Request: Set the following entries down again exactly, line by line.

Data entries:
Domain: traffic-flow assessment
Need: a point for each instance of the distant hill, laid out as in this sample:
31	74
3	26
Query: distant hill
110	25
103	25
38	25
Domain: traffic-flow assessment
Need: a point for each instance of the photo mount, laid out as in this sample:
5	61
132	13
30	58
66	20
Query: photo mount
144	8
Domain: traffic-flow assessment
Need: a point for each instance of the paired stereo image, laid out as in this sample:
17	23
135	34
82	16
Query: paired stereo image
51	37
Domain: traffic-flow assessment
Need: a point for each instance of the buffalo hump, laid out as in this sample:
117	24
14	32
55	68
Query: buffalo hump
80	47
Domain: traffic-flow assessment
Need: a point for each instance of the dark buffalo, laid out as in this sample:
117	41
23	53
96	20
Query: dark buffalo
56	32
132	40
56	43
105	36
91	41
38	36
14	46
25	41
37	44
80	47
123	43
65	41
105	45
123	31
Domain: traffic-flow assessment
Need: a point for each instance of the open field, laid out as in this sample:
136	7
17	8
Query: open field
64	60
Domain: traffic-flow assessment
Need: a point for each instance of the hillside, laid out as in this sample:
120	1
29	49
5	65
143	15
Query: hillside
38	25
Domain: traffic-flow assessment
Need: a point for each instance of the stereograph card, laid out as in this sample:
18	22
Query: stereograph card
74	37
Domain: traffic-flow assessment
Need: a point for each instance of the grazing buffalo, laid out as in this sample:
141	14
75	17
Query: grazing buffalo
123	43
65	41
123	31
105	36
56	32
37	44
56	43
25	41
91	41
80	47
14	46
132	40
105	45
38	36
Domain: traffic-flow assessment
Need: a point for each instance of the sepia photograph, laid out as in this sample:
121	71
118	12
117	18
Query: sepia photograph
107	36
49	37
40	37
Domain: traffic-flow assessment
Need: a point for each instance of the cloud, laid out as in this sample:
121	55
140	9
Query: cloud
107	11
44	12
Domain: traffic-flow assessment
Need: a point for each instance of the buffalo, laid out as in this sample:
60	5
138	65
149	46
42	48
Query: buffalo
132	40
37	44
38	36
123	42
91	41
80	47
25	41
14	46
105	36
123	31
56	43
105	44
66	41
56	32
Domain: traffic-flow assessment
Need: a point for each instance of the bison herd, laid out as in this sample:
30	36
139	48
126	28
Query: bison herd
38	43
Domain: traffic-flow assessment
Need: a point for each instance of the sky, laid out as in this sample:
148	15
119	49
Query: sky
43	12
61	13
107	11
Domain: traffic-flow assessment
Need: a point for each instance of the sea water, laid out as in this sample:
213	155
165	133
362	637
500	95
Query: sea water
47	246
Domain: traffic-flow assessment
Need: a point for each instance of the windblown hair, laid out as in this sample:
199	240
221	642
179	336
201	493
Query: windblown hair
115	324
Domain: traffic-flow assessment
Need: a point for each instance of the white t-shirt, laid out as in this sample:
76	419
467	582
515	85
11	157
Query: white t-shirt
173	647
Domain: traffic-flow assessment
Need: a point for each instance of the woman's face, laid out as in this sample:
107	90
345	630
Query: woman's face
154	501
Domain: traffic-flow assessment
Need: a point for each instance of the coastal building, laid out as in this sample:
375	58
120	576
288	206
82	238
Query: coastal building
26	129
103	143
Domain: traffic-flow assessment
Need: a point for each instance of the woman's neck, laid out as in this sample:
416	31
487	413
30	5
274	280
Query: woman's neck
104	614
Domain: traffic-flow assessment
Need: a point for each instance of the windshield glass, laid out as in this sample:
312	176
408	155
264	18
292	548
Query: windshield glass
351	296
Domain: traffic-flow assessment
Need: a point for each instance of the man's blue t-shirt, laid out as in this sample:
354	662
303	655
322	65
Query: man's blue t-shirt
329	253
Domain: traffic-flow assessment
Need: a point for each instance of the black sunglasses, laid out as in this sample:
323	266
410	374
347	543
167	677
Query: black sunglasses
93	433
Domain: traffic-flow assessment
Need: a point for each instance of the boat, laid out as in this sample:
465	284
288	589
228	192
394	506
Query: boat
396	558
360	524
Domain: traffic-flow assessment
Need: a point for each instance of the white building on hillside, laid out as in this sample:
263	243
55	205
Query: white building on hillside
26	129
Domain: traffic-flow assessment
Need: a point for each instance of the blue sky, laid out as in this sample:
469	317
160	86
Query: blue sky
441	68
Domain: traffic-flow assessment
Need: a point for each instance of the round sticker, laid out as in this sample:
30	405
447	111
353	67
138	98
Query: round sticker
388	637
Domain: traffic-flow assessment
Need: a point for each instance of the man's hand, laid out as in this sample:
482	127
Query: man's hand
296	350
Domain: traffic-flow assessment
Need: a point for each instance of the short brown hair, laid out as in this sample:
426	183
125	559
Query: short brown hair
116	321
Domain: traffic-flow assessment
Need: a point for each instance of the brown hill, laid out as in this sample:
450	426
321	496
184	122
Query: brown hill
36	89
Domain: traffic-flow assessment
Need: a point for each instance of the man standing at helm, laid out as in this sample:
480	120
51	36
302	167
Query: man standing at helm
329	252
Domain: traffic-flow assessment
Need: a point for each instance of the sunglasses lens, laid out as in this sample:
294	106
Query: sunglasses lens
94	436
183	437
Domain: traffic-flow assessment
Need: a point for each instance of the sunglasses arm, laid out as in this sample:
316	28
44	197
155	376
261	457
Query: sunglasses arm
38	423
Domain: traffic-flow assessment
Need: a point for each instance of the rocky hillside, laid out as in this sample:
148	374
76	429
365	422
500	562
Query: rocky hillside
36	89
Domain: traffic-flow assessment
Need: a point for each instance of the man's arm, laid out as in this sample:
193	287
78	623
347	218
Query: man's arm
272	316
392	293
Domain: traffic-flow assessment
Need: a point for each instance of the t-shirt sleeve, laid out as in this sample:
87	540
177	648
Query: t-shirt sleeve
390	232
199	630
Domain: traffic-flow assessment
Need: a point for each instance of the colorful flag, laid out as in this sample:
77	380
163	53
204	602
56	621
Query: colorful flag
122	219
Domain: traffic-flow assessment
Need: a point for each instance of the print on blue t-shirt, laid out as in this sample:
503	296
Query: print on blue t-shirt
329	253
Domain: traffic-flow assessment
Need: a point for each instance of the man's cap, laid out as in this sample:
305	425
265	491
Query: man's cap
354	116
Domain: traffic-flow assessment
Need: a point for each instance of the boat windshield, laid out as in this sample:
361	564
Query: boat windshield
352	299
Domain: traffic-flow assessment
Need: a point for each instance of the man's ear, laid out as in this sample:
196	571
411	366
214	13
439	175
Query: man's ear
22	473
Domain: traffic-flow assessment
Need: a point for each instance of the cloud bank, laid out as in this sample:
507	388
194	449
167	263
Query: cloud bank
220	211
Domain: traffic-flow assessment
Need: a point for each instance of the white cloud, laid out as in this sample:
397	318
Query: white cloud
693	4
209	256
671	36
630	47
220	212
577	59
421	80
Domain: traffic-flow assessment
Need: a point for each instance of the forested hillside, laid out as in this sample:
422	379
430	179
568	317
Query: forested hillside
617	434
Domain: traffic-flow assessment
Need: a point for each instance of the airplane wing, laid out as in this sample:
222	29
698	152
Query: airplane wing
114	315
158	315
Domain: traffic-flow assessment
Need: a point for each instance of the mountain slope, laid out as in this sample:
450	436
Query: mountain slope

Result of this task:
Domain: traffic-flow assessment
Need: a point for each instance of the distant hill, laid out as in this sample:
31	74
3	26
Query: distant hill
110	25
103	25
38	25
Domain: traffic-flow assessment
Need: a point for each instance of the photo mount, laid out as in this sample:
5	61
132	13
30	58
66	20
Query: photo mount
144	8
Domain: traffic-flow assessment
Need: a point for each instance of the paired stereo image, laid out as in this sample:
17	23
135	34
82	16
Query: paired stereo image
51	37
Domain: traffic-flow assessment
Need: a point for each instance of the buffalo hump, laid out as in this sample:
117	24
14	32
55	68
Query: buffalo hump
80	47
Domain: traffic-flow assessment
Need: a point for each instance of the dark buffalo, laid out as in this sample:
117	41
23	53
96	20
Query: dark buffalo
56	32
132	40
56	43
105	36
91	41
38	36
14	46
25	41
37	44
80	47
123	43
65	41
105	45
123	31
Domain: traffic-flow assessment
Need: a point for each instance of the open field, laid out as in this sample:
136	7
17	8
Query: open field
64	60
Domain: traffic-flow assessment
Need: a point for each instance of the hillside, laid out as in this sample:
120	1
29	49
5	65
143	15
Query: hillside
38	25
Domain: traffic-flow assessment
Need: a point for each instance of the stereograph card, laid out as in this sample:
18	22
Query: stereograph card
74	37
Domain: traffic-flow assessment
Need: a point for each instance of the grazing buffalo, laid out as in this sample:
141	14
75	17
Query: grazing buffalo
123	43
65	41
123	31
105	36
56	32
37	44
56	43
25	41
91	41
80	47
14	46
132	40
105	45
38	36
Domain: traffic-flow assessment
Need: a point for each instance of the sepia photograph, laid out as in this sample:
121	71
118	12
117	18
Query: sepia photograph
107	36
49	37
40	37
Domain: traffic-flow assessment
Need: a point for each instance of the cloud, laid out as in this sample:
121	55
140	9
Query: cloud
107	11
44	12
Domain: traffic-flow assessment
Need: a point for each instance of the buffalo, laid out as in this sample:
60	5
138	65
149	46
42	48
Query: buffalo
132	40
37	44
38	36
123	42
91	41
80	47
25	41
14	46
105	36
123	31
56	43
105	44
66	41
56	32
Domain: traffic-flow assessment
Need: a point for each instance of the bison herd, laid out as in this sample:
30	36
139	48
126	28
Query: bison herd
38	43
Domain: traffic-flow assessment
Need: a point for each instance of the sky, laid out as in this sample:
148	15
119	49
Query: sky
43	12
61	13
107	11
Domain: traffic-flow assessment
Need: a point for each instance of the sea water, laid out as in this sample:
213	155
165	133
362	637
500	95
Query: sea water
47	246
Domain: traffic-flow assessment
Need: a point for each instance of the windblown hair, laid out as in this sample:
199	240
221	642
179	336
201	493
Query: windblown hair
115	324
Domain: traffic-flow assessment
Need: a point for each instance of the white t-shirt, laid out as in this sample:
76	419
467	582
515	85
11	157
Query: white t-shirt
173	647
Domain: traffic-flow assessment
Need: a point for each instance of the woman's face, laid out as in this sample:
107	90
345	630
Query: woman's face
154	501
Domain: traffic-flow assessment
Need: a point for each instance of the coastal building, laid out as in this sample:
375	58
120	576
288	206
82	238
Query: coastal building
26	129
103	143
Domain: traffic-flow assessment
Need: a point for each instance of the woman's neck, laid out as in this sample:
416	31
487	413
30	5
274	280
Query: woman's neck
104	614
Domain: traffic-flow assessment
Need: a point for each instance of the windshield glass, laid out as in this sample:
312	176
408	155
264	18
292	548
Query: windshield glass
351	296
Domain: traffic-flow assessment
Need: a point for each instance of the man's blue t-shirt, laid out as in this sample:
354	662
303	655
322	65
Query: man's blue t-shirt
329	253
Domain: traffic-flow assessment
Need: a point for each instance of the black sunglasses, laid out as in this sample:
323	266
410	374
347	543
167	677
Query: black sunglasses
93	433
Domain: traffic-flow assessment
Need: a point for each instance of the boat, laid out as in this sample:
465	284
288	589
228	192
394	506
Query: boat
396	558
360	524
Domain: traffic-flow assessment
Need: a point for each instance of the white building on hillside, laid out as in this sample:
263	243
55	205
Query: white building on hillside
26	129
Domain: traffic-flow assessment
Need: a point for each instance of the blue sky, laid out as in this sample:
469	317
160	86
Query: blue sky
441	68
Domain: traffic-flow assessment
Need: a point for each instance of the round sticker, laid out as in this sample:
30	405
447	111
353	67
138	98
Query: round sticker
388	637
Domain: traffic-flow assessment
Need: a point for each instance of the man's hand, laid out as in this sample:
482	127
Query: man's hand
296	350
Domain: traffic-flow assessment
Need: a point for each instance of the short brown hair, laid out as in this sample:
426	183
125	559
Query: short brown hair
116	321
Domain: traffic-flow assessment
Need: a point for each instance of the brown hill, laid out as in this sample:
450	426
321	496
184	122
Query: brown hill
36	89
Domain: traffic-flow assessment
Need: a point for each instance of the man standing at helm, laid out as in this sample:
480	120
51	36
302	167
Query: man standing at helm
329	252
Domain: traffic-flow assessment
Need: a point for each instance of the sunglasses lens, laid out as in this sample:
294	106
Query: sunglasses lens
94	436
183	437
Domain: traffic-flow assessment
Need: a point for each instance of the sunglasses arm, laid out as in this sample:
316	28
44	197
155	376
261	457
Query: sunglasses arm
38	423
Domain: traffic-flow assessment
Need: a point for each instance of the rocky hillside, laid out as in this sample:
148	374
76	429
365	422
500	562
Query: rocky hillside
36	89
Domain: traffic-flow assessment
Need: a point for each instance of the man's arm, laid out as in this sample:
193	287
78	623
347	218
Query: man's arm
272	316
392	293
Domain: traffic-flow assessment
Need: a point for each instance of the t-shirt sleeve, laid out as in this sample:
87	540
177	648
Query: t-shirt sleeve
390	232
199	630
Domain: traffic-flow assessment
Need: a point for each instance of the colorful flag, laid out as in this sample:
77	380
163	53
204	602
56	621
Query: colorful flag
122	219
Domain: traffic-flow assessment
Need: a point for each instance of the print on blue t-shirt, laid out as in this sample:
503	296
Query: print on blue t-shirt
329	253
Domain: traffic-flow assessment
Need: a point for each instance of the man's cap, laid out as in this sample:
305	425
265	491
Query: man's cap
354	116
Domain: traffic-flow assessment
Need: a point for each instance of the boat windshield, laid out as in this sample:
361	564
Query: boat windshield
352	299
Domain: traffic-flow assessment
Need: a point for each instance of the man's ear, laid out as in this sample:
196	571
411	366
214	13
439	175
Query: man's ear
22	473
Domain: traffic-flow assessment
Need: a point for each instance of the cloud bank, laid out as in this sample:
507	388
194	449
167	263
Query: cloud bank
220	211
Domain: traffic-flow assessment
Need: a point for each instance of the white cloud, laid out as in this sample:
397	318
Query: white cloud
693	4
209	256
671	36
630	47
220	212
577	59
421	80
Domain: traffic-flow assessment
Need: a point for each instance of the forested hillside, laid out as in this sample:
422	379
430	179
568	317
Query: forested hillside
617	434
Domain: traffic-flow assessment
Need: a point for each instance of the airplane wing, laid out as in this sample:
222	29
698	152
Query: airplane wing
114	315
158	315
Domain: traffic-flow assessment
Need: a point for each instance of the mountain slope, laid out as in this sample:
450	436
Query: mountain slope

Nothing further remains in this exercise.